## Given request
Write out every one of the rows below, keeping each line the same as it appears.

***** Material for this task

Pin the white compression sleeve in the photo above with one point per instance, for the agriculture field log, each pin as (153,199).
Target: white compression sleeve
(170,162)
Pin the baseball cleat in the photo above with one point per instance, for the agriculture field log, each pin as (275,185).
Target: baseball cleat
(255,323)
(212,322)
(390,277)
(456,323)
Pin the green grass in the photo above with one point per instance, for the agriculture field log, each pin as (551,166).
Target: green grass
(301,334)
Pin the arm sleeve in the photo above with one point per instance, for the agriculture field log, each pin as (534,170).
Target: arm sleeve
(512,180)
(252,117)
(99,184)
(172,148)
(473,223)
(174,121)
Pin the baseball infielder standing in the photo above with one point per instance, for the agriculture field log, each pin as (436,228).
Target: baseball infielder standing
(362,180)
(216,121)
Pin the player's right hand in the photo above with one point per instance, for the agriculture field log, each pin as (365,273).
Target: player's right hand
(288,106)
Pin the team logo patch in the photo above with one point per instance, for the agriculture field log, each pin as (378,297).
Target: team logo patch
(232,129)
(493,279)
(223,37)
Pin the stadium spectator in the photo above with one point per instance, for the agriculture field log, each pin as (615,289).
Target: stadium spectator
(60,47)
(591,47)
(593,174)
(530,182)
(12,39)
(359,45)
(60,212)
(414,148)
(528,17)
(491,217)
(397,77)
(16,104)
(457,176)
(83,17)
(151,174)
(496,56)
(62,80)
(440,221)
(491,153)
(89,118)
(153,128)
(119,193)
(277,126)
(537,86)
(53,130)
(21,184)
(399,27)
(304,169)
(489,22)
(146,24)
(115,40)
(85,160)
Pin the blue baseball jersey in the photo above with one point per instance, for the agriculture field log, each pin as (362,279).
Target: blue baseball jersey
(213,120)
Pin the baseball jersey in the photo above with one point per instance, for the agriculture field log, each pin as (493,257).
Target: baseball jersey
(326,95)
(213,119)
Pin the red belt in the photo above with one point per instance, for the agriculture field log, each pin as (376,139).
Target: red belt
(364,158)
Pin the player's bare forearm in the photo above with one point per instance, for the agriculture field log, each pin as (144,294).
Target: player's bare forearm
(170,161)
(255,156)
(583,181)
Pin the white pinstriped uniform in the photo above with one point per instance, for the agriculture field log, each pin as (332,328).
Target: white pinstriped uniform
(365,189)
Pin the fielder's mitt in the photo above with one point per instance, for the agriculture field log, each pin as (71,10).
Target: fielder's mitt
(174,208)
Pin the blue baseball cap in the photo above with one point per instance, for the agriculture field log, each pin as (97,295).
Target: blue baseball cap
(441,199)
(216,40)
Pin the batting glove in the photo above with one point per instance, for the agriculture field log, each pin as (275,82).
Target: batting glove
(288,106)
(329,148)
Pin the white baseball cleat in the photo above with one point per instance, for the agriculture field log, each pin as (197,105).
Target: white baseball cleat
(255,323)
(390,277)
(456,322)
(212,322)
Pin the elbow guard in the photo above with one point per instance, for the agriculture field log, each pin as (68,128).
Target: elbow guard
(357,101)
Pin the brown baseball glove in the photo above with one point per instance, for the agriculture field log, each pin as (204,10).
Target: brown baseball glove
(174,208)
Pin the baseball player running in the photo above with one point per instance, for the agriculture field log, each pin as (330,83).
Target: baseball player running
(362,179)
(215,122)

**********

## Task output
Pin the white compression sleeve in the photo above with one point per instance, for the agriculture field log, each pin as (153,199).
Target: white compression sleeve
(170,162)
Pin the baseball cleat in the photo above with one point per instance, for the agriculture field log, each pin as (275,185).
Target: baseball cleat
(255,323)
(212,322)
(390,277)
(456,323)
Pin the green grass in the photo above with one point per instance, for the agriculture field log, each pin as (551,166).
Target: green grass
(301,334)
Pin the arm sleeve in the photo above with one point per instance, for the agriculture field log, each pin as (534,170).
Target: arm sleeve
(512,180)
(252,117)
(99,184)
(172,148)
(473,223)
(174,121)
Pin the baseball infielder standing in the photo above with one point per instance, for the agriculture field log, each pin as (436,228).
Target: baseball infielder standing
(362,180)
(216,121)
Pin the player's right hand in the photo above with one point per instance, for the agriculture field log, each pin as (365,273).
Target: player's right hand
(288,106)
Pin the team logo patch in the photo above with one point per instance, for the agriculture field log, each pin as (378,297).
Target: team logo patch
(232,129)
(493,279)
(223,37)
Pin the stadium spectator in the photo above with one point per instance, for the agriculture field log, each pin as (615,289).
Target: stadium spectator
(60,47)
(591,47)
(593,174)
(530,182)
(12,39)
(359,45)
(60,212)
(414,148)
(528,17)
(491,217)
(397,77)
(16,104)
(457,176)
(83,17)
(151,174)
(496,56)
(62,80)
(440,221)
(491,153)
(89,118)
(153,128)
(119,193)
(277,126)
(537,86)
(53,130)
(21,184)
(399,27)
(304,169)
(489,22)
(146,24)
(115,40)
(85,160)
Pin the blue baseball jersey in the photo above with one point per instance, for the agriculture field log, each pin as (362,279).
Target: blue baseball jersey
(213,120)
Pin the baseball jersey in the photo above with one point per instance, for the agriculture field log, each pin as (493,257).
Target: baseball jersey
(326,95)
(213,119)
Pin the red belt in the photo above with one point per instance, for the agriculture field log, each pin as (376,139).
Target: red belt
(364,158)
Pin the player's bare forearm in the photo above with one point per instance, for the agriculture field log, each pin as (144,294).
Target: player's bare forearm
(170,161)
(255,156)
(583,181)
Pin the white pinstriped uniform in the photo above with one point per instance, for the agriculture field log, each pin as (332,328).
Target: white pinstriped uniform
(365,189)
Pin the fielder's mitt in the photo above with one point per instance, for the agriculture field log, each pin as (71,10).
Target: fielder's mitt
(174,208)
Pin the blue baseball cap in the photo above with one point per instance, for the agriculture field log, each pin as (97,295).
Target: blue baseball cap
(441,199)
(216,40)
Pin the batting glove in the photo above with one point per instance, for the agriculture field log, each pin as (275,82).
Target: batting glove
(288,106)
(329,148)
Pin the white baseball cleat in the photo above with one point per instance, for the agriculture field log, each pin as (197,105).
Target: white baseball cleat
(255,323)
(390,277)
(456,322)
(212,322)
Pin the elbow guard in the photo above with one point per instance, for the agriculture field log, each pin as (68,128).
Target: elbow guard
(357,101)
Pin the brown baseball glove in the photo above with one point per instance, for the agriculture field log, each pin as (204,10).
Target: brown baseball glove
(174,208)
Pin the baseball player running in the photo above with one point per instance, for the agriculture field log, each pin as (330,83).
Target: baseball player running
(362,179)
(215,122)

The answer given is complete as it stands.